- **Task to complete**: From the first line to the last, print the material exactly, skipping the pictures.
* * *
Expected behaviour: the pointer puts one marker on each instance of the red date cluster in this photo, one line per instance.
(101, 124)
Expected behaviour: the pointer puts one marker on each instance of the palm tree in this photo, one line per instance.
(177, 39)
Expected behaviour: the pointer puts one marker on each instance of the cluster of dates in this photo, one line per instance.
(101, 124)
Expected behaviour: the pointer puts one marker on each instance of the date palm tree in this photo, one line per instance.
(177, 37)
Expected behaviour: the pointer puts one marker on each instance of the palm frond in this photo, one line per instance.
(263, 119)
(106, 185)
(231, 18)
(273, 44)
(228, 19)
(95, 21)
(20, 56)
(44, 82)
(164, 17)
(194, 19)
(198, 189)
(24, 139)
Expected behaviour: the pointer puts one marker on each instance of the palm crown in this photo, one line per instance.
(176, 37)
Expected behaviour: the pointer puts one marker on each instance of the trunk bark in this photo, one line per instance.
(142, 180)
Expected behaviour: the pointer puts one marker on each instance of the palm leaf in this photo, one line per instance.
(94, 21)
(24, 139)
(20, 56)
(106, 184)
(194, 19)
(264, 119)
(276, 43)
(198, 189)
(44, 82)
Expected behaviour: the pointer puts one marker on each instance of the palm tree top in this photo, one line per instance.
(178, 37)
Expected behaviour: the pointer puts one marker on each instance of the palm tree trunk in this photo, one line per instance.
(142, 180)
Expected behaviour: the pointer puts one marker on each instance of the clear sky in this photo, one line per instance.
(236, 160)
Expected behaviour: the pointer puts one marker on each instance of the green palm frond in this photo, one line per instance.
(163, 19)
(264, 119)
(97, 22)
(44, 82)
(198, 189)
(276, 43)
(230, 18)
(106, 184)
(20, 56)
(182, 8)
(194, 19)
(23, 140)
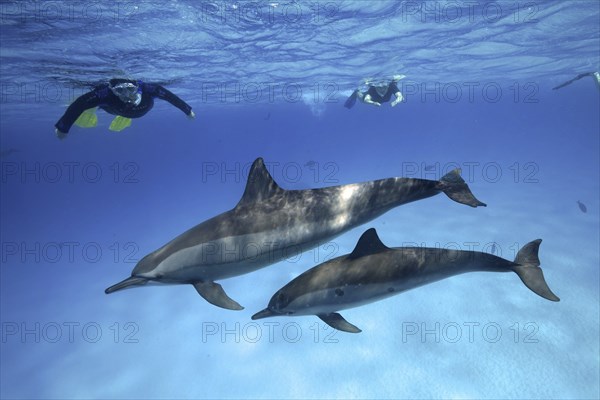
* * *
- **Reply to the task**:
Expected behaviour: the pointer puts one marker on each instance of the red date cluster in this photo, one line per instance.
(101, 124)
Expected behaviour: the pointer puts one marker on each instance of the palm tree in this photo, one line per instance.
(177, 39)
Expected behaviour: the pointer puts one marker on each instance of the cluster of dates in this photo, one line per instance.
(101, 124)
Expected behaviour: the pointer puts one marker on each instance of the date palm tree in this photo, one line per instance.
(177, 37)
Expected behaviour: the pointer puts one marker on each instance of the palm frond in this photo, one line per instance.
(263, 119)
(106, 185)
(231, 18)
(273, 44)
(228, 19)
(95, 21)
(20, 56)
(44, 82)
(164, 17)
(194, 19)
(198, 189)
(24, 139)
Expected behaviour: the pointer puts one marker on each instance of the palm crown in this photo, one line per instance.
(176, 37)
Expected behaviour: the pointer puts one marker on each instance of the trunk bark in this photo, one line per instance.
(142, 180)
Expected behaviour: the pointer puts one marker on each instance of the palm leaf in this photo, one line per instance.
(94, 21)
(24, 139)
(20, 56)
(106, 184)
(194, 19)
(264, 119)
(276, 43)
(198, 189)
(44, 82)
Expected behaviour: the pointer puts one marker on each instance of the palm tree top in this photo, one line per instance.
(178, 37)
Expected behaviour: the pointer puts one marker on each instance of the palm tree trunk in this photo, one line per instance.
(142, 180)
Expected behaviour: the pointer puts one marker on each instance of the clear sky in this photo, one line per instance.
(236, 160)
Expected behaviour: the pointer puts one marker on each instance of the green palm frond in this photo, one line per instance.
(163, 19)
(264, 119)
(97, 22)
(44, 82)
(198, 189)
(276, 43)
(230, 18)
(106, 184)
(20, 56)
(182, 8)
(194, 19)
(23, 140)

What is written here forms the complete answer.